### [Selected passage]

An opposing view comes from Forbes reporter Howard Baldwin. He complained in March 2014 that he did not like recent changes he was seeing within organizations that had broken out the security function to be a peer to the CIO. He says that these CIOs are highly paid executives who can handle competing priorities.[6] In other words, the CIO can handle making decisions between security and efficiency. That is what we pay a person in this position to do.

But that is not the point. In an interview by Jack Rosenberger, Eric Cole -- founder and chief scientist at Secure Anchor Consulting -- speculated on one of the reasons that may have contributed to the Target breach in 2014.[7] Cole said, “It is almost a guarantee that Target had an amazing security team, and they were screaming and yelling about all of the security issues, but there was no advocate who was listening to them and fighting for their cause with the executives.”[8] Cole is pointing out that of all the priorities the Target CIO had to juggle, security lost out. As Brian Krebs reported in the Guardian, “Virtually all aspects of retail operations are connected to the Internet these days: when the security breaks down, the technology breaks down – and if the technology breaks down, the business grinds to a halt.”[9] Before the breach, the pressure to keep the IT infrastructure up and running must have been immense for both the now-resigned CIO and the now-fired CEO. Krebs suggests that in hindsight, because of the breach’s devastating impact to the business, the Target CISO should not have worked for the CIO. It should have been the other way around.[9]

In Baich’s story, the CEO had reservations about putting the CISO under other staff organizations too. He said that putting the CISO under the general counsel “would potentially position the Information Security department as an arm of the audit department.”[5] According to Baich, auditing support is something the new CISO should help with, but based on the responsibilities the executive staff developed, the CISO’s role is much bigger.[5]

The CEO ultimately put the CISO under the COO. To him, it made sense that the CISO position be perfectly positioned to support the entire organization and not one specific staff element. I think this makes sense. If loss associated with security is something that will potentially materially affect the business, it makes total sense to raise the platform of the person in charge of it to have a view of the entire organization and the power to affect change. If that is the case, then what skill sets are needed for the person who takes on that responsibility?

### [Exercise A]
Duplicate the part of the passage on where the CISO should report starting at "The CEO ultimately" and ending at "on that responsibility?".
### [Exercise B]
Write the next part of the passage on where the CISO should report, picking up after its final sentence.

### [Dataset content]
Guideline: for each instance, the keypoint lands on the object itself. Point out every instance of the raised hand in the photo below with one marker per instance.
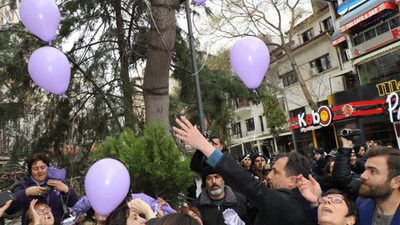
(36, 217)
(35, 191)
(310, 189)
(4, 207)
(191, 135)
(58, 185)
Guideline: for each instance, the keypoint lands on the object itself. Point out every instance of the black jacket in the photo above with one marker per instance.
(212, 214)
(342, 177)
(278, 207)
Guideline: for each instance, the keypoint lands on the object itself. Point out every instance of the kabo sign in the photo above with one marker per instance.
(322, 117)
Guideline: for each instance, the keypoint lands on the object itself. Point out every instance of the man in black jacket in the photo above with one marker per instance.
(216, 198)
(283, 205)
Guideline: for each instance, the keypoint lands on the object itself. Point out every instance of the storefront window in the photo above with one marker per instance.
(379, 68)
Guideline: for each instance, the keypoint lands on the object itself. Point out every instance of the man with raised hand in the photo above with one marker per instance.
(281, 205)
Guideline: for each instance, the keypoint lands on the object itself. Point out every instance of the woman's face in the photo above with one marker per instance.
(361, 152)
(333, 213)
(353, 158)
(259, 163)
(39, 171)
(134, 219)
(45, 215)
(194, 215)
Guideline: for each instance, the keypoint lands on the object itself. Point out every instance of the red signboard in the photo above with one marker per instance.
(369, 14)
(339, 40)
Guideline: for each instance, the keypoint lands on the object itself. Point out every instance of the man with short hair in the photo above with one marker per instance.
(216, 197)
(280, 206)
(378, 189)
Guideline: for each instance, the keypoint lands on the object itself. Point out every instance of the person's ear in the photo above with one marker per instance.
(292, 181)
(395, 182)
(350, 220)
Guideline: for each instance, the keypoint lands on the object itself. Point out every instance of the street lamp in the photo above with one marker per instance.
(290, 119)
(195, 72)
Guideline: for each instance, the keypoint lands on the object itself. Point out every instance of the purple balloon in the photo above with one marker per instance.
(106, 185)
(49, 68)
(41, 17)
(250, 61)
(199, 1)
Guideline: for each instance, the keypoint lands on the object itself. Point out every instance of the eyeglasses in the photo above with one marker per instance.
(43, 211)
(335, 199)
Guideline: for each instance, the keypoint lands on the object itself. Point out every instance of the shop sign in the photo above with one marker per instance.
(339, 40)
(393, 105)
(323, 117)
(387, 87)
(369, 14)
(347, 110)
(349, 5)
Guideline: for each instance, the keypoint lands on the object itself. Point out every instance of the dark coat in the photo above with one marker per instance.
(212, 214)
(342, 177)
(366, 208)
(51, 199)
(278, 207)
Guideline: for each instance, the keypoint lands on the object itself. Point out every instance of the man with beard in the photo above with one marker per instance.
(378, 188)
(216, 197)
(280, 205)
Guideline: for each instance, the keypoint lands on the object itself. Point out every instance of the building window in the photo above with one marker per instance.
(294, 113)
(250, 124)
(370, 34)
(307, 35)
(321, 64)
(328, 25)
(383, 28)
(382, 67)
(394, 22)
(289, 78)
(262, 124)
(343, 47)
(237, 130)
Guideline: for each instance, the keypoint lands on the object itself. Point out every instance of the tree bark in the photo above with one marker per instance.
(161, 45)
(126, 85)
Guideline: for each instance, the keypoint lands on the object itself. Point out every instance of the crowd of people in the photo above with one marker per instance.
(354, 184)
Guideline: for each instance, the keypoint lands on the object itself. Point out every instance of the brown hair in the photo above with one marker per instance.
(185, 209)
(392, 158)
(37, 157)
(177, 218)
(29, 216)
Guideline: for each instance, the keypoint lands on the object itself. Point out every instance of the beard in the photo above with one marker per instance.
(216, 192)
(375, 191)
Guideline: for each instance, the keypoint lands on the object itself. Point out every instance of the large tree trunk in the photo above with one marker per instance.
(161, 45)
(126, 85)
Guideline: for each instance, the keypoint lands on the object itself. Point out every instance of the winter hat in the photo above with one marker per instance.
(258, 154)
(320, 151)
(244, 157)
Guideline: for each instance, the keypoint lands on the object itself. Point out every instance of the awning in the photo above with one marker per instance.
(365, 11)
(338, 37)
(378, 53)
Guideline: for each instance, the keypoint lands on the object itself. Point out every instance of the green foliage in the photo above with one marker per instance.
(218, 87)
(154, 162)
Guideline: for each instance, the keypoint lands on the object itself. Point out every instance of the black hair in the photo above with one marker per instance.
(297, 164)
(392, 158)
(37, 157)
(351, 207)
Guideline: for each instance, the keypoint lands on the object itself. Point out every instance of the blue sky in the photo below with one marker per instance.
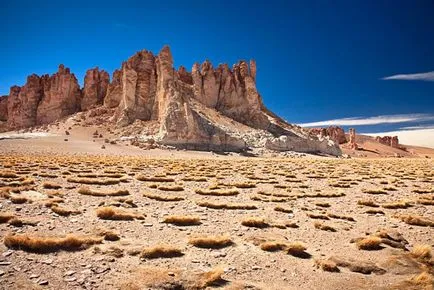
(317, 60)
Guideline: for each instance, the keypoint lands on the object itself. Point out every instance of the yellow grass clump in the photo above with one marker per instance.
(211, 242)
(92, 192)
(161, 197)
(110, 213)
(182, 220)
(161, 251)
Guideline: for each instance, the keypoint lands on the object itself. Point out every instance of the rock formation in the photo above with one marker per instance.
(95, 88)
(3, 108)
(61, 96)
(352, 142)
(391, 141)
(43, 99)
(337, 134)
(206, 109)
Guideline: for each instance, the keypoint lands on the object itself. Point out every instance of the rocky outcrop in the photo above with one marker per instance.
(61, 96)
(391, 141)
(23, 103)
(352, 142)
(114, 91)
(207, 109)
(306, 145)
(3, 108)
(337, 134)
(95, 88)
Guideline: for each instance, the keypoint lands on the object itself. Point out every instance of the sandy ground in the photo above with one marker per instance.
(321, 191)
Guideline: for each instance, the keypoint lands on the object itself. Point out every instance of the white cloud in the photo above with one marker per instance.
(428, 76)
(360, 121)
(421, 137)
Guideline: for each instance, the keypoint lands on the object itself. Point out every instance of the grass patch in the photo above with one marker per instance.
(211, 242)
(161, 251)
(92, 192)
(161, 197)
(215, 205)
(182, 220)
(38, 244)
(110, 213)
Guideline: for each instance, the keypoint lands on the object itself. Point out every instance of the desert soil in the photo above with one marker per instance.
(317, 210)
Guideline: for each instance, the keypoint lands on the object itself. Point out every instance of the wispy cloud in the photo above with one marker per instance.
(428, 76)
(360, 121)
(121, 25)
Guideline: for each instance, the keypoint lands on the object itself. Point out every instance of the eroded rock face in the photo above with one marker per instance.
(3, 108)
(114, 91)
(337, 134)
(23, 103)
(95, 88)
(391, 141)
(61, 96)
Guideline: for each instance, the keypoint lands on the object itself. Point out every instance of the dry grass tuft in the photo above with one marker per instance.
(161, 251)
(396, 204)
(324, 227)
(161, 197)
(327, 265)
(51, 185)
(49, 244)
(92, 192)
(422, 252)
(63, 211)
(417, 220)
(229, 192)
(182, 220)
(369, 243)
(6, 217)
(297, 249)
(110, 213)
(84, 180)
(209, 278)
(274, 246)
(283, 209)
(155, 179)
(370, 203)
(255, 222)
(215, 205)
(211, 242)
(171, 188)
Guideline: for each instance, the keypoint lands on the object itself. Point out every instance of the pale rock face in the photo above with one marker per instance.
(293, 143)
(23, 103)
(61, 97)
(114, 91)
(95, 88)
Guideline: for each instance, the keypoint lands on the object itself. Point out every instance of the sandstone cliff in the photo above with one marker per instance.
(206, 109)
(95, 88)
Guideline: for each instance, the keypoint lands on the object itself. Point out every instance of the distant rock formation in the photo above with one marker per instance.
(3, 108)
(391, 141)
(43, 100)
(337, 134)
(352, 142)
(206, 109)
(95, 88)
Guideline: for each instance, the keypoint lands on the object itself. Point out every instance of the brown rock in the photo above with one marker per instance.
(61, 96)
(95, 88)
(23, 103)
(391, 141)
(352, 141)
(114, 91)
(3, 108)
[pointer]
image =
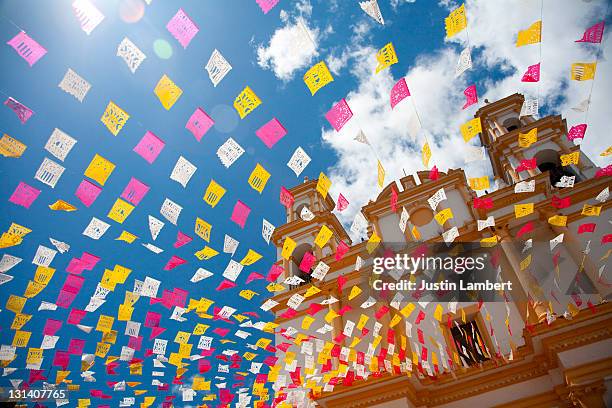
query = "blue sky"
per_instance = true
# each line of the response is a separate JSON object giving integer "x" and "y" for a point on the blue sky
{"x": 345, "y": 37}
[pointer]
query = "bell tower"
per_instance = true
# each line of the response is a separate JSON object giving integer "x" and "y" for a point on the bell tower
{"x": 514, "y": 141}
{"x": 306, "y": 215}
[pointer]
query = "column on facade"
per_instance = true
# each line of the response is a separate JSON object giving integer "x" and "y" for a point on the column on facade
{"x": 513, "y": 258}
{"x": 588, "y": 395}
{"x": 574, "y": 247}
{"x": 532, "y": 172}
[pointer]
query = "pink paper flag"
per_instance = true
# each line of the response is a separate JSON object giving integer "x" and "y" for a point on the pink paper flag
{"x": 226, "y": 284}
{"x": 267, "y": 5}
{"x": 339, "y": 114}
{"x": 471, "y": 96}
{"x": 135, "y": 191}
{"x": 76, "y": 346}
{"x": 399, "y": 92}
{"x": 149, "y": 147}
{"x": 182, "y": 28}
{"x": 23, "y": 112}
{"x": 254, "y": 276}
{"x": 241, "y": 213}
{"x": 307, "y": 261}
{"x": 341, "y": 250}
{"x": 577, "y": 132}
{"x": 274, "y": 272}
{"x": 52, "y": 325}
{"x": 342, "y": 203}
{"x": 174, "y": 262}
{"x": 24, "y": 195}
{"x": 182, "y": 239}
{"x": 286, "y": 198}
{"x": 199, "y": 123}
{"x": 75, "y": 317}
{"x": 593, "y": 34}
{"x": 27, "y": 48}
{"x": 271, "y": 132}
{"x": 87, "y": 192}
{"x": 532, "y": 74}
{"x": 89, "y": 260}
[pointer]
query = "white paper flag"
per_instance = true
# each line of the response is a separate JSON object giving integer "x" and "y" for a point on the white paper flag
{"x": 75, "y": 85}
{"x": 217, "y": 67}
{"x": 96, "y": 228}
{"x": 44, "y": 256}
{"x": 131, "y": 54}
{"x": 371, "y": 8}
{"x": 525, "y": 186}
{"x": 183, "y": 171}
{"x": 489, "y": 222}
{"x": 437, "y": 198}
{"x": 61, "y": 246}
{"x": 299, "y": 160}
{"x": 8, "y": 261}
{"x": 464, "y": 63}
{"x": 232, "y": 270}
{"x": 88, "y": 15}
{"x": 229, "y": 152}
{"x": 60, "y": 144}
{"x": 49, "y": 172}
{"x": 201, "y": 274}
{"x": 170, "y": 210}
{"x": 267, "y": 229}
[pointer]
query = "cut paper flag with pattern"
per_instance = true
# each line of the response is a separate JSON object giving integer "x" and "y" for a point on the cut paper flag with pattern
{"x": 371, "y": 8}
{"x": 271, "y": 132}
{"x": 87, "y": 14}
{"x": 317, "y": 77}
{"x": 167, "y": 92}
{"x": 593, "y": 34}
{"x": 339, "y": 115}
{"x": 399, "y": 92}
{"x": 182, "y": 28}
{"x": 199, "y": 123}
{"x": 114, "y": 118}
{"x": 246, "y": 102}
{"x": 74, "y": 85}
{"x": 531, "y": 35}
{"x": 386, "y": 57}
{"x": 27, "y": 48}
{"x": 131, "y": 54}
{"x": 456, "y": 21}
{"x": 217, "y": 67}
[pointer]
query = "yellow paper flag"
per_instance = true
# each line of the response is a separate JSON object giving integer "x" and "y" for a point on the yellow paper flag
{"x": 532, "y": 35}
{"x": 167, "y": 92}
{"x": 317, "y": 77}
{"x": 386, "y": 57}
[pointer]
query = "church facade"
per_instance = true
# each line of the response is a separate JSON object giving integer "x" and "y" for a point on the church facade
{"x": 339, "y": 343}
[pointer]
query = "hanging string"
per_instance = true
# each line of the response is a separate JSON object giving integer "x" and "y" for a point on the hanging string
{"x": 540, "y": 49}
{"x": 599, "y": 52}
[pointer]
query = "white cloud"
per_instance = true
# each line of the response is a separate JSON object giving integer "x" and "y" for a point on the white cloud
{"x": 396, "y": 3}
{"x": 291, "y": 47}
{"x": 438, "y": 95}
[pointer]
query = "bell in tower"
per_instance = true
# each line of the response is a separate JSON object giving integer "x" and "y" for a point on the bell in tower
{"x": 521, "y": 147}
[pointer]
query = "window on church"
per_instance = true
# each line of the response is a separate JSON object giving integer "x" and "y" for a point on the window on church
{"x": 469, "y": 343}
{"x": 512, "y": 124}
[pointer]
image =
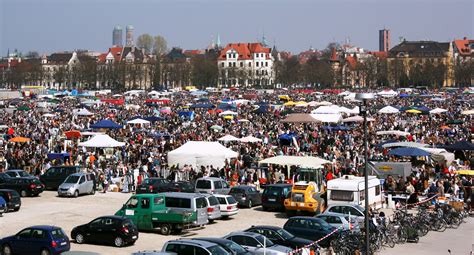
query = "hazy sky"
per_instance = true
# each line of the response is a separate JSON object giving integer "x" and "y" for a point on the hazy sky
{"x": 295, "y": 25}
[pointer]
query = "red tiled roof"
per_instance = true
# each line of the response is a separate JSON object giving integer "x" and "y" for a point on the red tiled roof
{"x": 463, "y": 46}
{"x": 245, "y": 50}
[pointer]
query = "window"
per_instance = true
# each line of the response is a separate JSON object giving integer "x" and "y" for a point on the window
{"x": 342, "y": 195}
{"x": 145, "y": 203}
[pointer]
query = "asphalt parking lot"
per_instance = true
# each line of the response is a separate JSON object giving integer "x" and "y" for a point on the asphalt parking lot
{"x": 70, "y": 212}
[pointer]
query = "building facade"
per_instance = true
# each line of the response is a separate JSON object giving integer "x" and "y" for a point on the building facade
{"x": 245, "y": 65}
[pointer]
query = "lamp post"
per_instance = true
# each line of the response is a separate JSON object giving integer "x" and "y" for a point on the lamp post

### [Exercise answer A]
The CEO ultimately put the CISO under the COO. To him, it made sense that the CISO position be perfectly positioned to support the entire organization and not one specific staff element. I think this makes sense. If loss associated with security is something that will potentially materially affect the business, it makes total sense to raise the platform of the person in charge of it to have a view of the entire organization and the power to affect change. If that is the case, then what skill sets are needed for the person who takes on that responsibility?

### [Exercise answer B]
What Skill Sets Does a CISO Need?

Once he decided whom the CISO should work for, the CEO turned again to his senior staff to determine what skill sets would be essential for success. Without fanfare, Baich lists these five attributes:

  • Must have an MBA
  • Prior budget or P&L experience
  • A proven ability to lead an effective information security organization
  • Experience and skill as a change agent
  • Ability to serve as an information security expert for the executive team[5]

The last three skills are fairly standard for many senior job positions in any organization. The first two are where Baich is providing some innovative thinking. Requiring an MBA and P&L experience for a CISO, as a mandatory requirement, is not the common thinking in the industry, but it is spot on for where the industry needs to go. As I said earlier, most CISOs have come up through the technical ranks and have little if any business experience. This is probably the main reason that security teams and business teams have a hard time communicating with each other. By requiring a CISO to have business experience first, Baich flips the typical experience equation on its head. Instead of training highly technical employees to be proficient in business concerns at the mid- to latter parts of their careers, he is suggesting that we take traditional business people and train them to be proficient in managing security operations. 

“If performing vulnerability assessments, configuring firewalls, and performing network forensics makes you happy then becoming Chief Information Security Officer may not be the right career choice for you.”[5]

Just like a traditional business person might find himself or herself as a general manager, product manager, finance officer, or marketing officer, Baich is suggesting we add security officer to the list, and I agree with him.

How Do You Be a CISO?

In Baich’s story, the CEO placed the CISO under the COO in order to give the position a matrixed view of the business. In that kind of environment, how does a CISO succeed? In spite of all the listed responsibilities this CISO has for the organization, Baich says that the most important implied responsibility for the CISO is running his or her organization like a business. The CISO needs to become the general manager of the security program.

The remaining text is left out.